◆ **Instructions for the task**
Find every line in the material below that contains the string "wooden" and copy each one out in full. Matching is case-sensitive.

◆ **Records for processing**
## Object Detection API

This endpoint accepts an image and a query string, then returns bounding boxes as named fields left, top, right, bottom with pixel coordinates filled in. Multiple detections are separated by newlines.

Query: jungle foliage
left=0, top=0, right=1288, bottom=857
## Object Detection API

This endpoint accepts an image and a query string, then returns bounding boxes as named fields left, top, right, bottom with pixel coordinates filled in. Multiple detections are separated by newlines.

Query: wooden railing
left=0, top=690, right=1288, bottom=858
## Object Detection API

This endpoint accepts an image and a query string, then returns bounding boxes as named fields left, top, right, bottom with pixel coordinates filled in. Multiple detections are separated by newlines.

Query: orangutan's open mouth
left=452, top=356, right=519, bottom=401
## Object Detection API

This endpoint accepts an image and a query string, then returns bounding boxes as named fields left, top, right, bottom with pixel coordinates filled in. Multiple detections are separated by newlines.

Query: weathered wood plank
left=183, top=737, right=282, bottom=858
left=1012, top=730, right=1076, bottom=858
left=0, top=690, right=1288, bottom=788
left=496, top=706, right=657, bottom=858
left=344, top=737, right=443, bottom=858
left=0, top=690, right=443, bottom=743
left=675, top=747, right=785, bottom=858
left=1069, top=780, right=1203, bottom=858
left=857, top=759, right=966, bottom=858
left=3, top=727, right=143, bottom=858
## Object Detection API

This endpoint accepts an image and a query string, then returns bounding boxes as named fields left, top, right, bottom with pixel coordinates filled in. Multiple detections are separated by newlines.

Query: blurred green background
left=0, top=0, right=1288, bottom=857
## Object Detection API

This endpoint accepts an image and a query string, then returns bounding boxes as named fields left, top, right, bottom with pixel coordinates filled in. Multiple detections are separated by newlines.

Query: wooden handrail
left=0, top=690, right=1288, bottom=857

==

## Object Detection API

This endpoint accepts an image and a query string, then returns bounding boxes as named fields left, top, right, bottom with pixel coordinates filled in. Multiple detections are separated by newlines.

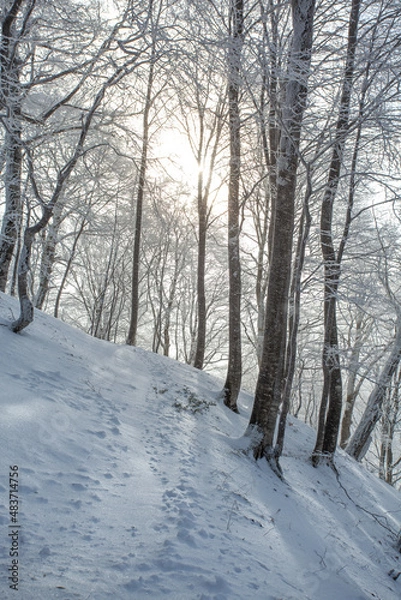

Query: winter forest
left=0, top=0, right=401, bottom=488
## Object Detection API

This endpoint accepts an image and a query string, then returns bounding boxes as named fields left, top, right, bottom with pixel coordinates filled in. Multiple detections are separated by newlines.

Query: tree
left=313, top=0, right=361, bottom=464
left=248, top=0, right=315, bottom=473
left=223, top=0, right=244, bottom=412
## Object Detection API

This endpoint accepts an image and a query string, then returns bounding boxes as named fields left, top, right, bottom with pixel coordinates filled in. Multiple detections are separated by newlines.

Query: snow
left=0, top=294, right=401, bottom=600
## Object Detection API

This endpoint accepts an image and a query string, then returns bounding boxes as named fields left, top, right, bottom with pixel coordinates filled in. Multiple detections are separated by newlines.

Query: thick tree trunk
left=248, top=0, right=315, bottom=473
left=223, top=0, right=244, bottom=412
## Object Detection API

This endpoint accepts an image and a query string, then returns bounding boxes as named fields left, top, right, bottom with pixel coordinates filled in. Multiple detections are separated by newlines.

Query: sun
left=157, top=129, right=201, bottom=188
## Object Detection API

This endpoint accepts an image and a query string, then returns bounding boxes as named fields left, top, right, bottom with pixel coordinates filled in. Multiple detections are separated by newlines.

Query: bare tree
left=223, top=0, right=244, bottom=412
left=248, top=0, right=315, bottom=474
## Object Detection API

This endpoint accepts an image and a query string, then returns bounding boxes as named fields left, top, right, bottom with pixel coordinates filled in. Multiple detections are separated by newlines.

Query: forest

* * *

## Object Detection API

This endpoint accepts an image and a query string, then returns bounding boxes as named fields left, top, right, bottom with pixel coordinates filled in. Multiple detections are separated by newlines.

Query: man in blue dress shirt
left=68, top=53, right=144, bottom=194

◆ **Output for this exercise**
Query: wooden railing
Query: wooden handrail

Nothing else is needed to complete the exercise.